*** Data in this exercise

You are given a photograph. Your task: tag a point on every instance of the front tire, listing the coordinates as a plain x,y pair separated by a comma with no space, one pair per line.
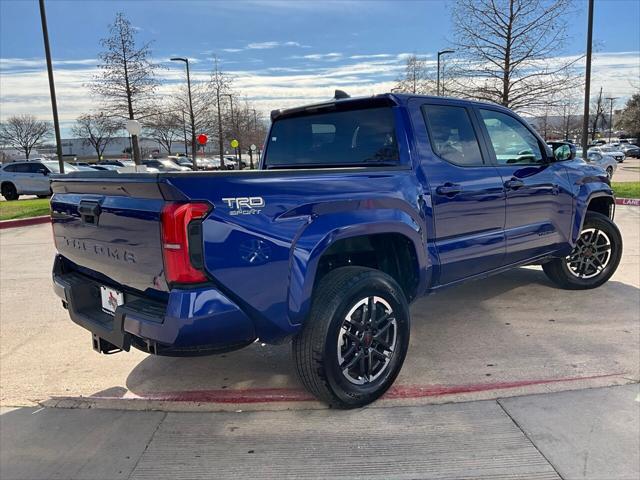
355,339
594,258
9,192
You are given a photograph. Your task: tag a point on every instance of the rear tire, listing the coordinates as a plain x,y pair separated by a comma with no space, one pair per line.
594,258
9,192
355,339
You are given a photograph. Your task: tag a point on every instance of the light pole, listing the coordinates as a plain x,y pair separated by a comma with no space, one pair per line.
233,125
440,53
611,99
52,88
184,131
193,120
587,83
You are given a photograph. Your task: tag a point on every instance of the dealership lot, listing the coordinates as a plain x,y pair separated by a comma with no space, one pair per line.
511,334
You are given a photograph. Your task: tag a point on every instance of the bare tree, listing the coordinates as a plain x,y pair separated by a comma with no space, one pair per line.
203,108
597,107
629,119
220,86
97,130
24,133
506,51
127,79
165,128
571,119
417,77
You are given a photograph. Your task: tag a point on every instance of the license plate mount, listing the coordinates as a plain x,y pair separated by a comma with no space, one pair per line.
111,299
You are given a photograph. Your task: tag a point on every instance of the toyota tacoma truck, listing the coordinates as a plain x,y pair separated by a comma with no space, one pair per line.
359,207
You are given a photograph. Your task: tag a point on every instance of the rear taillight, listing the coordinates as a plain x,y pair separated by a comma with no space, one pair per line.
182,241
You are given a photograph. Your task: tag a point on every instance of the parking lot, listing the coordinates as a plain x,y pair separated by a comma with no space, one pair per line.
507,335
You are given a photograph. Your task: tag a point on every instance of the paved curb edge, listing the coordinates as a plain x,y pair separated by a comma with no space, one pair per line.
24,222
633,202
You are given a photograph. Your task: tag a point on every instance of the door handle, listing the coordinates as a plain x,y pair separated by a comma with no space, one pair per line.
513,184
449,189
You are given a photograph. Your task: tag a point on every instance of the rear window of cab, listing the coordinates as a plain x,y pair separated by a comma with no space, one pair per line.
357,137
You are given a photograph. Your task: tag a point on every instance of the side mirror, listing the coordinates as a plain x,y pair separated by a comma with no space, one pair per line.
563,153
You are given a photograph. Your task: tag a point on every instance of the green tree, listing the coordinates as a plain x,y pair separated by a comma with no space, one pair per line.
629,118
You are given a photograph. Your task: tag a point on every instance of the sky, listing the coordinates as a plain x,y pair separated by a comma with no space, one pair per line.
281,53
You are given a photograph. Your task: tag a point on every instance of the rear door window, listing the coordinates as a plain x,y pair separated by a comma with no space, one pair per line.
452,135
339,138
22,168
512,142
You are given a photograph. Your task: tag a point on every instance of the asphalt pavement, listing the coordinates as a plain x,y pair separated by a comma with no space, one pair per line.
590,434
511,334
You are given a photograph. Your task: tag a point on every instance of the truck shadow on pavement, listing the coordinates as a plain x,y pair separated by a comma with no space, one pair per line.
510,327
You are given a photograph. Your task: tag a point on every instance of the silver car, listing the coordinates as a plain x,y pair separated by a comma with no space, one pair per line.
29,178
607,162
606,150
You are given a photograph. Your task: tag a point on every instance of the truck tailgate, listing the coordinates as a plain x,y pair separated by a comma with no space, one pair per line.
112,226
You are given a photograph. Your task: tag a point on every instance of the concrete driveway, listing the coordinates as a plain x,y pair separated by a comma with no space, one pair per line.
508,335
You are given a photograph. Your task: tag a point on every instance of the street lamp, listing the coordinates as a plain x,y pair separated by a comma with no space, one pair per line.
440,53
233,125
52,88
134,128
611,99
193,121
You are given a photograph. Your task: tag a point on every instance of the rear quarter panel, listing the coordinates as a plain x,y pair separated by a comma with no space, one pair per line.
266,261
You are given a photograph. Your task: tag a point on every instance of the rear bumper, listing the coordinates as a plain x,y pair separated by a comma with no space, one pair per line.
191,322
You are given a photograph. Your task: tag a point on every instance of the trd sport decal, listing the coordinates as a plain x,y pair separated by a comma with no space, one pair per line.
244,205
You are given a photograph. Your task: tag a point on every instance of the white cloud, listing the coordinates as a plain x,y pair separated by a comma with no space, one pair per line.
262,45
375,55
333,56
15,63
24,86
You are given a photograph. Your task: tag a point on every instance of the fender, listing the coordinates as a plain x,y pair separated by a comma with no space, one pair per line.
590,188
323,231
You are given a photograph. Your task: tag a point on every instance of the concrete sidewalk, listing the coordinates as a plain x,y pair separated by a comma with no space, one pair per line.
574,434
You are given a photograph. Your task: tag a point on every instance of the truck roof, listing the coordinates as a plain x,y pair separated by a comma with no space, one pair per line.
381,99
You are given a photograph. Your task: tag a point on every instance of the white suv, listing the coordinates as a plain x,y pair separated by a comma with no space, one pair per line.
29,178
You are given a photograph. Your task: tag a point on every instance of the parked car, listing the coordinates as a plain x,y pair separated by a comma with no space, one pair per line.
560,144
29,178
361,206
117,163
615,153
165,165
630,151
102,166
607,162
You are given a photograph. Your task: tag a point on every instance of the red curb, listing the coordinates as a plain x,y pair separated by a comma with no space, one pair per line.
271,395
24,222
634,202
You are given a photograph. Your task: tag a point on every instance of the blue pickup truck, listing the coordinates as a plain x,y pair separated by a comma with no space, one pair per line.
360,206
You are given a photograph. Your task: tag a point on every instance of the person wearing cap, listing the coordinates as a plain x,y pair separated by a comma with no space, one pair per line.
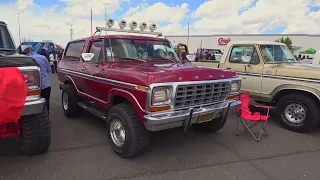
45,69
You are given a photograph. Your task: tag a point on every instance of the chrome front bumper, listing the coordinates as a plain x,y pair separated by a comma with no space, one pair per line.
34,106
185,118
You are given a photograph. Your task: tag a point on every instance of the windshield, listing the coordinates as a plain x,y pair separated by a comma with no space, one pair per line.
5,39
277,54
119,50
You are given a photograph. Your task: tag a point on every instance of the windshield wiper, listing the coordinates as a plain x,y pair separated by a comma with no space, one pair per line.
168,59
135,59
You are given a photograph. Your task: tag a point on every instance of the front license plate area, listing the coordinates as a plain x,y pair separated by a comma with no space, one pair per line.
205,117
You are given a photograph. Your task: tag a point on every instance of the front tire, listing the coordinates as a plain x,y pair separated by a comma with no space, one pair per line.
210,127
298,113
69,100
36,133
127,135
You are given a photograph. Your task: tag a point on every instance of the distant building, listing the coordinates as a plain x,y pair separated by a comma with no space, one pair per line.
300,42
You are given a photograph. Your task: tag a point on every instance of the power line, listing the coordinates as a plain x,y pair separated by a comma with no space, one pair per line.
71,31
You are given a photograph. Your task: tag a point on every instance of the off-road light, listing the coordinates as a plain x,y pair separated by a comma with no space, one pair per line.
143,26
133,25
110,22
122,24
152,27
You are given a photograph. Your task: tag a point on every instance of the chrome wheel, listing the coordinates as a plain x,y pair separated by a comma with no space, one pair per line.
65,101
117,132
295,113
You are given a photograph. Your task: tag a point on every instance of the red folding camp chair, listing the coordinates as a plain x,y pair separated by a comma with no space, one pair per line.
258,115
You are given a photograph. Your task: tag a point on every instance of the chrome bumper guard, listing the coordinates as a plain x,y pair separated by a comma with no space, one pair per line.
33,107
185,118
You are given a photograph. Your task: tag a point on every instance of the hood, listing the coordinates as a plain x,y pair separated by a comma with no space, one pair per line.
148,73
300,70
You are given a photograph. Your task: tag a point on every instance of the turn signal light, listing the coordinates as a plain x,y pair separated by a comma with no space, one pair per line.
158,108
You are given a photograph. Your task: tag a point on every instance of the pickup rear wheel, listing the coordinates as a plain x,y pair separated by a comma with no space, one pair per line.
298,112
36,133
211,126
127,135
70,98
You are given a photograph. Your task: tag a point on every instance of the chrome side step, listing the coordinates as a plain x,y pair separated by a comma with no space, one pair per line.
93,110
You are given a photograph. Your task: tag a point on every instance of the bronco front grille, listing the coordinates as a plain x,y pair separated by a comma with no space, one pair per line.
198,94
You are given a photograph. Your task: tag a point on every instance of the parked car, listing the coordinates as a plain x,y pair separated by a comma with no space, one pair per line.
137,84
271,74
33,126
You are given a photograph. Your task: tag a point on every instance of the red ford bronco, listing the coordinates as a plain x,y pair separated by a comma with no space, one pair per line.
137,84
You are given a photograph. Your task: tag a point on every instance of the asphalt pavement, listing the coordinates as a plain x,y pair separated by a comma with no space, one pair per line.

******

§ What to do
Take the line with "of the pickup" and all lines after it through the end of the records, and write them out exactly; include nothing else.

§ Solution below
You are given a photograph. Your task: tag a point on every instance of the pickup rear wheel, listing the coordinates as a plain x,y pair separated by a comma with no space, one pair per line.
298,112
36,133
211,126
127,135
70,98
You are given a photograph. Your task: tag a point on every instance of the chrome side step, listing the coordinates as a plain x,y pair separated by a comma with no space, one pair per line.
93,110
You are given a photograph. Your task: tag a point on every instance of the bronco front grille, listing the coordinates as a plain x,y pair separated by a comma with no space, one pair per line.
198,94
You are given a photograph. Your task: tag a point on every instance of the parked car, listing the coordinates as a plain x,y pair separated by a comma with no space, one pair per line.
137,84
271,74
33,126
You are given a photograph. Your task: tag a point on every instance of the red ford bronco, listing the coordinates as a plain x,y pair separated by a comma with no space, one pair per line.
137,84
You are given a photograph. Your task: tag a point on every instance of the asphalt pavement, listing the coordinates as a plain x,y pair separated by a comma with no space, one pair per line.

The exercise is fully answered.